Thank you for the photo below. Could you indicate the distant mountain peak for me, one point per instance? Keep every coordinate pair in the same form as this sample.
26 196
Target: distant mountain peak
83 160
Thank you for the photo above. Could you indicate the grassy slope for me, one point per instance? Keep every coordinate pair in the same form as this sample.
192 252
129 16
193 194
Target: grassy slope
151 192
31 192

□ □ □ □

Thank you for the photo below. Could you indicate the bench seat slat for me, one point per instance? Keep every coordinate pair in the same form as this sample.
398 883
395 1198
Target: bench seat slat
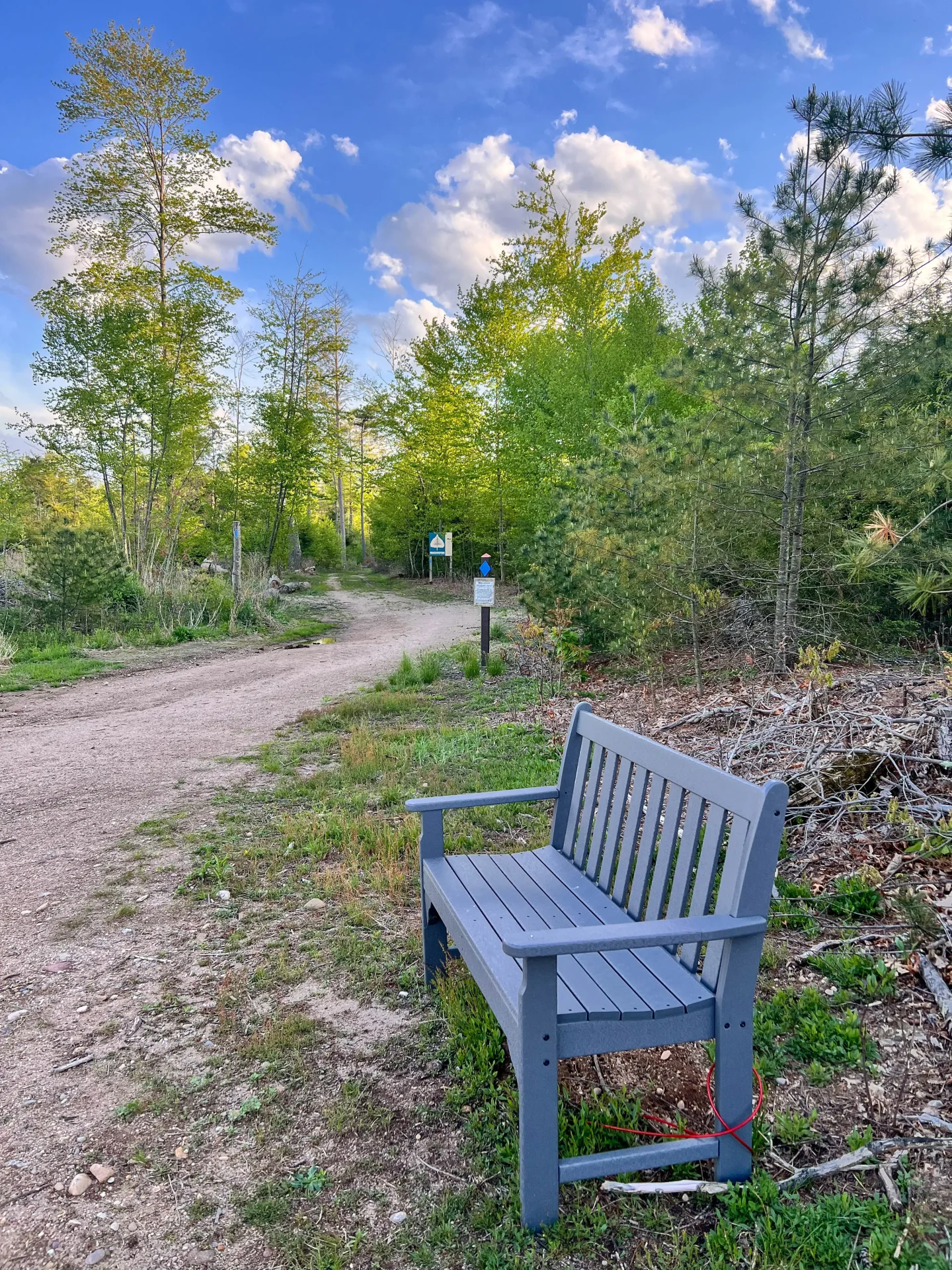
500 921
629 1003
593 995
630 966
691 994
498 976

□ □ □ □

▶ **To do**
Please return each line from the entries above that contains the word "slope".

▶ **Solution for this problem**
Thank you for the photo above. Could you indicate the grassy slope for me, one point per instance? Keep every coordinate pair in the same form as this sample.
Target: grassy slope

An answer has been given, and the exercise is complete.